##### SUPPLIED MATERIAL

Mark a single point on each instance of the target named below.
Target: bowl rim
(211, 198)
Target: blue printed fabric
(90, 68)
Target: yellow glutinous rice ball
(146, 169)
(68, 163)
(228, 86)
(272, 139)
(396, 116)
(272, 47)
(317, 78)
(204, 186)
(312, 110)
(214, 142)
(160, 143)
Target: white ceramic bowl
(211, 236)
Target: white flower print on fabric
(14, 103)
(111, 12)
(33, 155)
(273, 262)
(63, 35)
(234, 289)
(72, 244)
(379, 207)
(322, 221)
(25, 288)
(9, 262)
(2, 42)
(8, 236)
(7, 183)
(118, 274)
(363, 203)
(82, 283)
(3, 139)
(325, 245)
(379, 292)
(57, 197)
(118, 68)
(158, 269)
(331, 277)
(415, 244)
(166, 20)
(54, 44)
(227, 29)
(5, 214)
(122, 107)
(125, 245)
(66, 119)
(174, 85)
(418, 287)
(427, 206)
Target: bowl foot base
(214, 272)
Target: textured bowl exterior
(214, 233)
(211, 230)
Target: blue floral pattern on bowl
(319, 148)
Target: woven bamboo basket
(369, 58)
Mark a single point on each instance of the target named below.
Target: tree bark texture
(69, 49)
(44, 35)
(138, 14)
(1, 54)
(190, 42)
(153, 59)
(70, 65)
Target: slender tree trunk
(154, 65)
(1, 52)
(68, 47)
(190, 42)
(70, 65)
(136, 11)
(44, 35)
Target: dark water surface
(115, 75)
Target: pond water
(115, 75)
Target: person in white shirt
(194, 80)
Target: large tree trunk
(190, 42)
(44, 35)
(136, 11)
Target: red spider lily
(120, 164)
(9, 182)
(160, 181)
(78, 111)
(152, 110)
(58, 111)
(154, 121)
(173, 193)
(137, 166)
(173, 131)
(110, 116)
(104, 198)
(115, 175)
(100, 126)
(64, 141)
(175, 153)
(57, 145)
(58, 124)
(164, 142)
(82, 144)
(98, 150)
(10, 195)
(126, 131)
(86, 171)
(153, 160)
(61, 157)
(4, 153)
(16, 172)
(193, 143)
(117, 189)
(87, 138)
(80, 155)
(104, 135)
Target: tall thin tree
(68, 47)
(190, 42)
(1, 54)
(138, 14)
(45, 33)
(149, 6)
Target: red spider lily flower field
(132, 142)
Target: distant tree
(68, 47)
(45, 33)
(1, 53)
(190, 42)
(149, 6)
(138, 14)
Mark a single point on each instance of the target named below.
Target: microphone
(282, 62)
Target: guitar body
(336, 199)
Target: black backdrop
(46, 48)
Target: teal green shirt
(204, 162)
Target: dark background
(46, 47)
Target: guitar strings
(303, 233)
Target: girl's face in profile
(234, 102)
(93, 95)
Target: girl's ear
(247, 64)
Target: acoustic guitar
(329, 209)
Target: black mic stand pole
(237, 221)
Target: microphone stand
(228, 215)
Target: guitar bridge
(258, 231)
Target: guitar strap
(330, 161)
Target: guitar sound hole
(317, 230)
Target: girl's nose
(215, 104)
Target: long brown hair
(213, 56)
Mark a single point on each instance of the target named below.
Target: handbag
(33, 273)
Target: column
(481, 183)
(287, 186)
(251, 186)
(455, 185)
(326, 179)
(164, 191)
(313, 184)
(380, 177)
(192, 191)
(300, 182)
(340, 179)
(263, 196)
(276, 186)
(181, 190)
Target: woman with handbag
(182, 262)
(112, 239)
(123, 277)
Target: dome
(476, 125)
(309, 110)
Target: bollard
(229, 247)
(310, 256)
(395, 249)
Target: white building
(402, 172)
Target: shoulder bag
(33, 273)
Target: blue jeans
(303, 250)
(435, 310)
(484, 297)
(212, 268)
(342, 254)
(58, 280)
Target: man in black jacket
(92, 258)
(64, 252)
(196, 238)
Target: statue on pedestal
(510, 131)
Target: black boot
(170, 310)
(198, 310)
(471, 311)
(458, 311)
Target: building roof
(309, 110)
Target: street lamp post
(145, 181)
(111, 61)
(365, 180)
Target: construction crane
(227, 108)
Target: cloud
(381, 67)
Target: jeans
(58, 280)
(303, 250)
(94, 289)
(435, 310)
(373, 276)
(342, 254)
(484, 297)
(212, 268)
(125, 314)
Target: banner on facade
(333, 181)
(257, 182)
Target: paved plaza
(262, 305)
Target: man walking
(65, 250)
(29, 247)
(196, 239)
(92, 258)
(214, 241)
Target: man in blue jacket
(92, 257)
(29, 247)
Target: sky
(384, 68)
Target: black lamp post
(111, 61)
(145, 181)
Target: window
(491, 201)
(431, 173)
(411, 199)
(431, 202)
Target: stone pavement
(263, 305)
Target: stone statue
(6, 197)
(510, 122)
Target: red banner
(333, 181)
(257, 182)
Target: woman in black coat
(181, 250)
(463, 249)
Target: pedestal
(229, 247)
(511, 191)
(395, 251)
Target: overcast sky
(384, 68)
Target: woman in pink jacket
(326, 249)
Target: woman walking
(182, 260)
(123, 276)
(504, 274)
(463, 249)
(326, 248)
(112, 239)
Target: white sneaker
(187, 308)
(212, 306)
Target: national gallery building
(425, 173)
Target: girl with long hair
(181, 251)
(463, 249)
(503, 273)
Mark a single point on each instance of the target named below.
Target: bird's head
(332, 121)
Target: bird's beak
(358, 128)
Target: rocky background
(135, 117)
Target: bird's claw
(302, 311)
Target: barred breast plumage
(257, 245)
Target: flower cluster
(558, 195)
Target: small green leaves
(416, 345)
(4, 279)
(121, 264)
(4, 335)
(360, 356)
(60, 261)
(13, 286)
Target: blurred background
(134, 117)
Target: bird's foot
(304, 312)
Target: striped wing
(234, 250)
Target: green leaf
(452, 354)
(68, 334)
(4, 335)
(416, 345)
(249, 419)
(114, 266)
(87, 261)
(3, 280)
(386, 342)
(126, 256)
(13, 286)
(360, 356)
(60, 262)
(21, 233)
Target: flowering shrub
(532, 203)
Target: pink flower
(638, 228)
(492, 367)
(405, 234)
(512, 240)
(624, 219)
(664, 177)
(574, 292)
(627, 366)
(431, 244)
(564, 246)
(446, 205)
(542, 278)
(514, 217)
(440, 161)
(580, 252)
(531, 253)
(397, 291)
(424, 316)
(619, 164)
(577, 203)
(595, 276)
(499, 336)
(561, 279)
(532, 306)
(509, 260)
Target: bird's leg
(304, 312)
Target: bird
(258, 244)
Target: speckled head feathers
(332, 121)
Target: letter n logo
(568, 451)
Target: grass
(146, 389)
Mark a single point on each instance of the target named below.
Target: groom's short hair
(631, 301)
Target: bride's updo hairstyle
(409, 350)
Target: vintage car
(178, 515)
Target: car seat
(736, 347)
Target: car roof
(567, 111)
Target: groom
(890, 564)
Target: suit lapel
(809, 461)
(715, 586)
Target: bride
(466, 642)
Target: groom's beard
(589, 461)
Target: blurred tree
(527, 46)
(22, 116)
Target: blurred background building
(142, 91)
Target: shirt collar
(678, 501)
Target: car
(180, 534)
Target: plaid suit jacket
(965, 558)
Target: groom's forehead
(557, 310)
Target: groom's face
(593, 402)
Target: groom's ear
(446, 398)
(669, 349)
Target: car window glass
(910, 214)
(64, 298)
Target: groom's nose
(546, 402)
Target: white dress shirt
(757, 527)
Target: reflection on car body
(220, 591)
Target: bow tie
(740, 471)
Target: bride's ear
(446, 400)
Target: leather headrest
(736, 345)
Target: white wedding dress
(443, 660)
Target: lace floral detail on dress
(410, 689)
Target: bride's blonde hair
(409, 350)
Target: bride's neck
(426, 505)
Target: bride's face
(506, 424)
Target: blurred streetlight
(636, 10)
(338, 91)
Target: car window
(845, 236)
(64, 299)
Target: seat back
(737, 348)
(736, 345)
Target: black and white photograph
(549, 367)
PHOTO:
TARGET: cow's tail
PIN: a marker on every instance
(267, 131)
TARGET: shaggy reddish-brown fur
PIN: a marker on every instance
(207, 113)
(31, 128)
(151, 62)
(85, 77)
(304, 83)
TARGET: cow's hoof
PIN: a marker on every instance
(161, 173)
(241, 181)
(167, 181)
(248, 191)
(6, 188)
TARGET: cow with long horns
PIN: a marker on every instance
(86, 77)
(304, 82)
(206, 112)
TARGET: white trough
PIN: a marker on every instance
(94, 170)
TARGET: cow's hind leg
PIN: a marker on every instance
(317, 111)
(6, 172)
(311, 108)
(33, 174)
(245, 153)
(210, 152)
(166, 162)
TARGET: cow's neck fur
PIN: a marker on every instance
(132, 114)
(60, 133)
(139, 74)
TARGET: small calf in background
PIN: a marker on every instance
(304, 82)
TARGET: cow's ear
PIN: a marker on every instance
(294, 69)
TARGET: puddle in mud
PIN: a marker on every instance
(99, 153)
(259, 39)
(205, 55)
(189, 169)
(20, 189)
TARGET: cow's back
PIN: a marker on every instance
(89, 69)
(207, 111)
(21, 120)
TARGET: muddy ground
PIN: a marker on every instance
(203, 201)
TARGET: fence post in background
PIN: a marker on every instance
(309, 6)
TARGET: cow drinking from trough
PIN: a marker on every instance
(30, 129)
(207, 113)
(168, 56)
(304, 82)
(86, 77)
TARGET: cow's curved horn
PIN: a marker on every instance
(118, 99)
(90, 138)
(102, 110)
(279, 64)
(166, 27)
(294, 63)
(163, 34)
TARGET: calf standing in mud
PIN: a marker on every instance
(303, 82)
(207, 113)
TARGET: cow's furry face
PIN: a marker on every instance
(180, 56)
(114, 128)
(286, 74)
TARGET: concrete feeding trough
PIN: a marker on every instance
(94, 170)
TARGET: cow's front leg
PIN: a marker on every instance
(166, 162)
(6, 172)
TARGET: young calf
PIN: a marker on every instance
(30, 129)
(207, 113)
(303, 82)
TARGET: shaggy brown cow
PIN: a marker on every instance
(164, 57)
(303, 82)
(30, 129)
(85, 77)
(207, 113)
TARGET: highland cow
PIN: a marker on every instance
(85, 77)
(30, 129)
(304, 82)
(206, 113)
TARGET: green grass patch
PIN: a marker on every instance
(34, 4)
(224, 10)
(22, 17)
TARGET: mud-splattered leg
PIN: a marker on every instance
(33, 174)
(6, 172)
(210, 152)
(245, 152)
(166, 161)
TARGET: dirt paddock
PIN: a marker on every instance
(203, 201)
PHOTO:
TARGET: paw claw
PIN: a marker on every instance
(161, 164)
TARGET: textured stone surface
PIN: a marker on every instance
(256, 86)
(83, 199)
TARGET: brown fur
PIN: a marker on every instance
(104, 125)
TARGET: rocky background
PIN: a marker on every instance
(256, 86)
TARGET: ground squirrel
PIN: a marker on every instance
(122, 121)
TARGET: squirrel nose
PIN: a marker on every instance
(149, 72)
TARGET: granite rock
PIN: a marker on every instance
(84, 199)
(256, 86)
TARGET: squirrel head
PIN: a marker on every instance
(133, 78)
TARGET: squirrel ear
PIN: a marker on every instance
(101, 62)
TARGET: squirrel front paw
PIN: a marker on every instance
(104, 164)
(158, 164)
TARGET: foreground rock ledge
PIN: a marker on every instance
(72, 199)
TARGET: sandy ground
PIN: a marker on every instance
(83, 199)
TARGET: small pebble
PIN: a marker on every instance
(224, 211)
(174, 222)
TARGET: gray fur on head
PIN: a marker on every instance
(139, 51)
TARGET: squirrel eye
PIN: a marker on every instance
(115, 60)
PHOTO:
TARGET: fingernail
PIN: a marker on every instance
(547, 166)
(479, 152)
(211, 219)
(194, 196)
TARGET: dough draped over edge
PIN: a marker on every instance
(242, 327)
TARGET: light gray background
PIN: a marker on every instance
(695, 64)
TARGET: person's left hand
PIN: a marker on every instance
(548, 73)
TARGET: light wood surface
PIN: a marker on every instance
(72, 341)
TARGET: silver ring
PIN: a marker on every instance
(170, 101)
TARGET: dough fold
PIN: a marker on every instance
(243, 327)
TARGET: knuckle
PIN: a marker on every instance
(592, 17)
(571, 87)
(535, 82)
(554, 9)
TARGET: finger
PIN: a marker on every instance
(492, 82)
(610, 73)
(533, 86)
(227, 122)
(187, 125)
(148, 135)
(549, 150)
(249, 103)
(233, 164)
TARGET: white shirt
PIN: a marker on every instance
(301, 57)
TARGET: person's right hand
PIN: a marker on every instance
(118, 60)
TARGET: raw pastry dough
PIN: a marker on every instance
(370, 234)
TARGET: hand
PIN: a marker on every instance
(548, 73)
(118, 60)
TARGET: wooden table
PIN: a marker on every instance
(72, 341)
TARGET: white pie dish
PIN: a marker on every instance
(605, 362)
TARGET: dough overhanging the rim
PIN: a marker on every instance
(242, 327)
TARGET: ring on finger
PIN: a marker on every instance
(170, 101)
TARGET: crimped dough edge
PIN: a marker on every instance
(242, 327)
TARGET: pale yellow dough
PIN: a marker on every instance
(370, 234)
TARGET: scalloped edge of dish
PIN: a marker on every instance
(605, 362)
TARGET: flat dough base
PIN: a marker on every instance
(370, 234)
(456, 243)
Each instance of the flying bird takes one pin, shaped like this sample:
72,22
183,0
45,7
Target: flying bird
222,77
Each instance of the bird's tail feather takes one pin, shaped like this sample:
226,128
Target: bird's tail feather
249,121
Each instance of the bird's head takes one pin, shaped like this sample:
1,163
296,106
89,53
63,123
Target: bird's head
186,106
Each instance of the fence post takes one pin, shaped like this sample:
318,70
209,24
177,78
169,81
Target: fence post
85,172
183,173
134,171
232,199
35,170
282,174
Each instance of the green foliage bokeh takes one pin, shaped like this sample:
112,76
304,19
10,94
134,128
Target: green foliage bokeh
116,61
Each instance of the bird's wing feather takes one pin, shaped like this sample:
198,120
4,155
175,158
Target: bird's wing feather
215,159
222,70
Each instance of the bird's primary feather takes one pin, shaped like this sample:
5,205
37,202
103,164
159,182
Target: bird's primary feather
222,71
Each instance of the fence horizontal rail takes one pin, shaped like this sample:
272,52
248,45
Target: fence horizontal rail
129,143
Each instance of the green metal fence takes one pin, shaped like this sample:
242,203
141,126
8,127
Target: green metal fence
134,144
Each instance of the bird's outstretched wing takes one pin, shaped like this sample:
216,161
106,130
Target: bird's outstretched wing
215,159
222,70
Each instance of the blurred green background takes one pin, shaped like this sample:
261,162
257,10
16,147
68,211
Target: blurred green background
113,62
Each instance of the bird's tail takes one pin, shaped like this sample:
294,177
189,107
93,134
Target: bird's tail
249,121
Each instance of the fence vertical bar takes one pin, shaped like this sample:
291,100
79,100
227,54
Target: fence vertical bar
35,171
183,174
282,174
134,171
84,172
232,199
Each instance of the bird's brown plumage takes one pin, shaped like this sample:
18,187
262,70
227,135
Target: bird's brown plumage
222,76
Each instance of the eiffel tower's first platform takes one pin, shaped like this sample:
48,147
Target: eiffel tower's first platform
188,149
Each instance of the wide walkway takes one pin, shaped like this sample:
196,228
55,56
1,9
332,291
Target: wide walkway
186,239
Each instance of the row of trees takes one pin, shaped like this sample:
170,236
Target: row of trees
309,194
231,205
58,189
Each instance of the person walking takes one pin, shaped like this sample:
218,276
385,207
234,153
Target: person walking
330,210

##########

WHAT IS NEEDED
Lines with "dough": copy every one of them from the listing above.

SOLUTION
TARGET: dough draped over edge
TARGET: dough fold
TARGET: raw pastry dough
TARGET: dough overhanging the rim
TARGET: crimped dough edge
TARGET: pale yellow dough
TARGET: flat dough base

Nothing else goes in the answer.